Stored data entries

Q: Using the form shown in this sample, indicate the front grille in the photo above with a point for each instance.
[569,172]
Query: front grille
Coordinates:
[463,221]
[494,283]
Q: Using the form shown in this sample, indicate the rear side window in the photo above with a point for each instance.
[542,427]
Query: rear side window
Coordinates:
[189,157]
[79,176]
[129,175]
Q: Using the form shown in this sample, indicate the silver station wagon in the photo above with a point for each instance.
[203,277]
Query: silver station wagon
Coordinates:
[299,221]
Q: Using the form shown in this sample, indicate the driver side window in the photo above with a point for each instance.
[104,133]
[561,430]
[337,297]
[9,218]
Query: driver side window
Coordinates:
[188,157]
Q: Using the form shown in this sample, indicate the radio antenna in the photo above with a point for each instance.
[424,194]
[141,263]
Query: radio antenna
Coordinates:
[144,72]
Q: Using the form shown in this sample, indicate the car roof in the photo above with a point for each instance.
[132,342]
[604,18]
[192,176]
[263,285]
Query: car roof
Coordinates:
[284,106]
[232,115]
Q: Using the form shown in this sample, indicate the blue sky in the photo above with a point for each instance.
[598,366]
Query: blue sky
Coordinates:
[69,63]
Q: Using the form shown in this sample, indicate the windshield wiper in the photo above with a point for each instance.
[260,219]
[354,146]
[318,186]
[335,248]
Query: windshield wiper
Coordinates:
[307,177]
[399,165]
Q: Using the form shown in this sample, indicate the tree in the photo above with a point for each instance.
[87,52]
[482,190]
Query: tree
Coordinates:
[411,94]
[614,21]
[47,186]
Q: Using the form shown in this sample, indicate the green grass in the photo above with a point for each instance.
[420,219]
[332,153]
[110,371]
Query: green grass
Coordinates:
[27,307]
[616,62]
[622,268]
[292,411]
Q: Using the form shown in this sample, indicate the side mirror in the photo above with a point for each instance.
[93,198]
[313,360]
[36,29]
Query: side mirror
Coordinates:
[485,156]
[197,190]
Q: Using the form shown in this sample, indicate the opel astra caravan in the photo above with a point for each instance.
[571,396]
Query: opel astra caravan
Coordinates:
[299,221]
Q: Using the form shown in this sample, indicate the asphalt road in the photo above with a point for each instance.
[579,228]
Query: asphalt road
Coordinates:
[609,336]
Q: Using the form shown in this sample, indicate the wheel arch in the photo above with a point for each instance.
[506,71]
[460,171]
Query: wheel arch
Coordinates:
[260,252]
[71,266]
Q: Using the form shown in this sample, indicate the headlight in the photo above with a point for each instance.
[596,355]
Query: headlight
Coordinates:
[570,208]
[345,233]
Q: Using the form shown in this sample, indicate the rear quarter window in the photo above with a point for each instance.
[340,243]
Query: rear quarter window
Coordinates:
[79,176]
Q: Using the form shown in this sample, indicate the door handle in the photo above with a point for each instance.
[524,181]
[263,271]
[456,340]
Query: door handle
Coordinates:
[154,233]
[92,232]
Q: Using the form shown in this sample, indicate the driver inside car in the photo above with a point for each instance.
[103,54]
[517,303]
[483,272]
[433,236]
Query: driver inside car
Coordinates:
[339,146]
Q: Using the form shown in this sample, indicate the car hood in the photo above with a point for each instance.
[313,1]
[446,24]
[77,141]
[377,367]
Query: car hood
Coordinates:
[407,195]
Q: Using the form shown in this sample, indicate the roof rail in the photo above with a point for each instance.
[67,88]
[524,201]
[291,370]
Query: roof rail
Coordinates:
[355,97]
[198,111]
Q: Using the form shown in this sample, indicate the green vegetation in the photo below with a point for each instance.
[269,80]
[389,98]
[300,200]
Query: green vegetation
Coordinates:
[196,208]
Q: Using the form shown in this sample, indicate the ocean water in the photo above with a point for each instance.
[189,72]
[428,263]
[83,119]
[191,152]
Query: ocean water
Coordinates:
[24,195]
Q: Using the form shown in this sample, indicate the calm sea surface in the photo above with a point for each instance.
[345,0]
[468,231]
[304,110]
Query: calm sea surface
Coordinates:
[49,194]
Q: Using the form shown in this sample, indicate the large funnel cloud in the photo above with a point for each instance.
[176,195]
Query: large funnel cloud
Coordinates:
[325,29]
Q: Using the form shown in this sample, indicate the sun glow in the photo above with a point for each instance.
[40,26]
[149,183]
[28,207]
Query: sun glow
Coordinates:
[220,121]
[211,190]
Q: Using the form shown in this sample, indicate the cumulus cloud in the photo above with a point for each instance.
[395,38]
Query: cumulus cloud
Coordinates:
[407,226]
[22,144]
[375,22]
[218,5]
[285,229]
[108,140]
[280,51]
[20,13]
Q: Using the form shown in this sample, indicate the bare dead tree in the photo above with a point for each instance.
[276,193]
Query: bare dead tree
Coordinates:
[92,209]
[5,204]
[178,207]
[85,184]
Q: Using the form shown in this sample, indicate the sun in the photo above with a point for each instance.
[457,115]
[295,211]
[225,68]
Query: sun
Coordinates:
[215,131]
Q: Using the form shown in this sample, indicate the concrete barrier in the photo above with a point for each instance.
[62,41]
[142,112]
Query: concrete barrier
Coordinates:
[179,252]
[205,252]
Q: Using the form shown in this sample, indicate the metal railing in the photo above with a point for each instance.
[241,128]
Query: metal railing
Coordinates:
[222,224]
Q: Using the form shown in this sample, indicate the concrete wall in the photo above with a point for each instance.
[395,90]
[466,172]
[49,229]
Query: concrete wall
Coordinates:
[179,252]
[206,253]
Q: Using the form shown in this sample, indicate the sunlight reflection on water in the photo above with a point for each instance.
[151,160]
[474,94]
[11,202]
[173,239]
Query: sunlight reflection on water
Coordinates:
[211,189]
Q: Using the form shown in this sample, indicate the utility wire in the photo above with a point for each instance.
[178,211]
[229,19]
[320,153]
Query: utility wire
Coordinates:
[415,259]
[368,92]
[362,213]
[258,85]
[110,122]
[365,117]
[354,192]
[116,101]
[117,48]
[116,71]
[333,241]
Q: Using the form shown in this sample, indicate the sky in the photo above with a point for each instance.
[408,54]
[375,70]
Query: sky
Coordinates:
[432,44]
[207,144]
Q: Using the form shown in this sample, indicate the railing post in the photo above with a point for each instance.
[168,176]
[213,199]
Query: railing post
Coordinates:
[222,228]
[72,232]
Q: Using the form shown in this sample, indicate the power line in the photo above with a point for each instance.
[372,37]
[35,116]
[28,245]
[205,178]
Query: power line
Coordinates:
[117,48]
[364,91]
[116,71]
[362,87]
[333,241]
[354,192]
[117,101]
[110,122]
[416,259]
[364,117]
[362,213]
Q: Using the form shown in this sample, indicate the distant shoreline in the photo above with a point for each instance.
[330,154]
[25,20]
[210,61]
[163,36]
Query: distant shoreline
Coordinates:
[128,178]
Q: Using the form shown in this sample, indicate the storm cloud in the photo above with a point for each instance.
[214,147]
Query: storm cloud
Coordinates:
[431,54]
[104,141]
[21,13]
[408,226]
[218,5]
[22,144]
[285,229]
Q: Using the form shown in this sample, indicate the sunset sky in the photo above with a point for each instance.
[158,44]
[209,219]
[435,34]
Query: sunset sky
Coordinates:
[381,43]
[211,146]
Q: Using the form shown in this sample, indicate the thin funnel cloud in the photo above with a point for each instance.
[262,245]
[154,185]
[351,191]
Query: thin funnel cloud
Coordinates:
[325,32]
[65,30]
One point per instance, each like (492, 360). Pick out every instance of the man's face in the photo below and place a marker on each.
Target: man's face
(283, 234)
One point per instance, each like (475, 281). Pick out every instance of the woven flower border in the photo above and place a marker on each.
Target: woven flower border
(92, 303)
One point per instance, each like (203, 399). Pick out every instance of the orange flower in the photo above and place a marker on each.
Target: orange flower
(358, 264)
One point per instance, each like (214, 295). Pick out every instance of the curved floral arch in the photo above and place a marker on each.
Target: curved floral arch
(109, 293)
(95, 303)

-- WHAT THE EXERCISE ASKS --
Exactly as written, copy out all the entries above.

-- YOUR SOLUTION --
Q: Using the form shown in this sample, indicate the front grille in the photo above with a point for each instance.
[569,172]
Query: front grille
Coordinates:
[463,221]
[494,283]
Q: Using the form shown in this sample, indicate the rear side window in the photo above with a point for each instance.
[542,427]
Query: rear side window
Coordinates:
[189,157]
[79,176]
[129,175]
Q: Using the form shown in this sample, indicate the silver station wagon in the photo above with a point for each instance.
[203,277]
Query: silver station wagon
Coordinates:
[299,221]
Q: Using the form shown in this sample, indicate the driver side window in the photo above with a point for each instance.
[104,133]
[561,430]
[337,297]
[9,218]
Query: driver side window
Coordinates:
[188,157]
Q: Using the form shown in this sample, indicate the radio antenna in the photo above with a point for each instance.
[424,194]
[141,263]
Query: radio antenna
Coordinates:
[144,72]
Q: Using the form shown in this sample, indicate the car roof in the photo above with a point for each instance.
[132,342]
[604,18]
[192,176]
[263,285]
Query: car roof
Coordinates:
[284,106]
[232,115]
Q: Using the form shown in this sample, indicate the blue sky in the photo above with a point for each instance.
[598,366]
Query: blue sky
Coordinates:
[69,63]
Q: Using the form shown in this sample, indicate the windshield wiper in the photo above with a point for each instance.
[260,219]
[354,146]
[318,186]
[335,248]
Query: windshield wiper
Coordinates:
[307,177]
[399,165]
Q: Using the form shown in this sample, indicate the tree in the photo above with a point for each instance.
[87,52]
[482,190]
Query: tree
Coordinates:
[411,94]
[614,21]
[47,186]
Q: Using the form shown in this sample, indicate the green grass in the photo above with a point for each instance.
[420,219]
[332,153]
[110,371]
Query: green grass
Coordinates:
[27,307]
[616,62]
[622,268]
[292,411]
Q: Using the form shown in this sample, indicate the side mirror in the photo above with a point for each instance.
[93,198]
[313,360]
[36,29]
Query: side mirror
Coordinates:
[485,156]
[197,190]
Q: Using the form shown in this sample, indicate the opel astra caravan in the photo above with a point for each instance.
[571,396]
Query: opel astra caravan
Coordinates:
[299,221]
Q: Using the form shown in this sample, indicate the asphalt road in the photo above with a point for each instance.
[579,228]
Query: asphalt road
Coordinates:
[609,336]
Q: Using the form shown in this sample, indicate the wheel arch in the photo above with a point for each instance.
[506,71]
[460,171]
Query: wheel arch
Coordinates:
[260,252]
[71,266]
Q: Using the form shown in this sample, indicate the headlight in the photo above with a point for each instance.
[596,355]
Query: headlight
Coordinates:
[570,208]
[345,233]
Q: Using the form shown in this sample, indicate the rear quarter window in the photo above with a point for each instance.
[340,243]
Query: rear quarter window
Coordinates:
[79,176]
Q: Using the form shown in this sample, indicate the door handle in the photo above with a point for each instance.
[524,181]
[263,271]
[456,340]
Query: door handle
Coordinates:
[154,233]
[92,232]
Q: Using the form shown in this sample, indicate the driver inside car in the photo above with a point for each instance.
[103,54]
[517,303]
[483,272]
[433,236]
Query: driver inside car
Coordinates:
[339,146]
Q: Using the form shown in this sample, indicate the car hood in the photo above with a point for each instance.
[313,1]
[446,24]
[77,141]
[377,367]
Query: car hood
Coordinates:
[407,195]
Q: Using the form shown in this sample, indicate the roof rail in the photo above with a point for each instance.
[67,88]
[524,201]
[291,370]
Query: roof rail
Coordinates:
[355,97]
[198,111]
Q: Using the form shown in this sample, indicate the green vegetation in the photo below with a point for each instance.
[269,80]
[389,98]
[300,200]
Query: green vegetation
Coordinates:
[196,208]
Q: Using the form shown in this sample, indicate the ocean water in the photo above with a point for each instance.
[189,72]
[428,263]
[83,119]
[191,152]
Query: ocean water
Coordinates:
[24,195]
Q: Using the form shown in this sample, indicate the calm sea surface in the photo above with a point for each instance.
[345,0]
[468,231]
[304,110]
Query: calm sea surface
Coordinates:
[49,194]
Q: Using the form shown in this sample, indicate the large funnel cloud in the photo above with a point for each instance.
[176,195]
Query: large funnel cloud
Coordinates:
[325,29]
Q: Using the form shown in this sample, indicate the sun glow in the photo above with a point for each instance.
[40,26]
[149,183]
[28,207]
Query: sun glow
Coordinates:
[220,121]
[211,190]
Q: Using the form shown in this sample, indicate the cumulus cloud in the photo above with a point for each instance.
[395,38]
Query: cumulus cloud
Coordinates:
[407,226]
[22,144]
[375,22]
[218,5]
[285,229]
[108,140]
[280,51]
[20,13]
Q: Using the form shown in this sample, indicate the bare dead tree in the photo above with a point for each instance.
[276,193]
Query: bare dead tree
Coordinates:
[92,209]
[5,204]
[178,207]
[85,184]
Q: Using the form shown in this sample, indicate the sun in the photo above with a point for each instance.
[457,115]
[295,211]
[225,68]
Query: sun
Coordinates:
[215,131]
Q: Using the form shown in this sample, indicate the concrete barrier in the photo above with a point for each instance.
[62,41]
[142,112]
Query: concrete barrier
Coordinates:
[179,252]
[205,252]
Q: Using the form shown in this sample, indicate the metal railing in the photo above with a point for each instance.
[241,128]
Query: metal railing
Coordinates:
[222,224]
Q: Using the form shown in this sample, indicate the concrete wall in the photo above with a point for each instance.
[395,90]
[466,172]
[49,229]
Query: concrete wall
Coordinates:
[179,252]
[206,253]
Q: Using the form shown in this sample, indicate the sunlight reflection on water in the photo above with a point for each instance.
[151,160]
[474,94]
[11,202]
[173,239]
Query: sunlight reflection on water
Coordinates:
[211,189]
Q: Using the form shown in this sample, indicate the utility wire in the photo above with a point for each instance.
[178,211]
[229,19]
[320,153]
Query: utility wire
Coordinates:
[415,259]
[368,92]
[362,213]
[258,85]
[110,122]
[365,117]
[354,192]
[116,101]
[117,48]
[116,71]
[333,241]
Q: Using the form shown in this sample, indicate the sky in the photo above with a point for each instance.
[408,54]
[375,70]
Query: sky
Coordinates:
[432,44]
[207,144]
Q: Using the form shown in this sample, indicate the railing post in the photo above with a point for each instance.
[168,176]
[213,199]
Query: railing post
Coordinates:
[222,228]
[72,232]
Q: Using the form shown in this sample, indicate the power line in the photo above with a point for each instance.
[372,37]
[35,116]
[28,245]
[205,178]
Query: power line
Coordinates:
[117,48]
[364,91]
[116,71]
[362,87]
[333,241]
[354,192]
[117,101]
[110,122]
[416,259]
[364,117]
[362,213]
Q: Using the form shown in this sample, indicate the distant shoreline in the photo above with a point for each instance.
[330,154]
[25,20]
[210,61]
[163,36]
Query: distant shoreline
Coordinates:
[128,178]
Q: Using the form shown in this sample, indicate the storm cloud in the photo above with a point for each instance.
[214,147]
Query: storm cloud
Coordinates:
[431,54]
[104,141]
[21,13]
[408,226]
[218,5]
[22,144]
[285,229]
Q: Using the form shown in this sample, indicate the sunset sky in the photo above with a point for each instance.
[158,44]
[209,219]
[435,34]
Query: sunset sky
Coordinates:
[381,43]
[211,146]
Q: Using the form shown in this sample, indicate the thin funnel cloud in the photo above with a point for each instance.
[262,245]
[154,185]
[351,191]
Query: thin funnel cloud
Coordinates:
[325,32]
[65,30]
One point per instance, each like (492, 360). Pick out every instance of the man's face in the photo below and place a marker on each.
Target: man's face
(283, 234)
One point per instance, each like (475, 281). Pick out every instance of the woven flower border in the photo above and place a marker on each.
Target: woven flower border
(92, 303)
One point per instance, each like (203, 399). Pick out every instance of the orange flower in the photo above and place a marker on each.
Target: orange flower
(358, 264)
One point per instance, each like (214, 295). Pick out every instance of the curved floral arch in the photo above and place a marker on each.
Target: curved floral arch
(109, 293)
(95, 303)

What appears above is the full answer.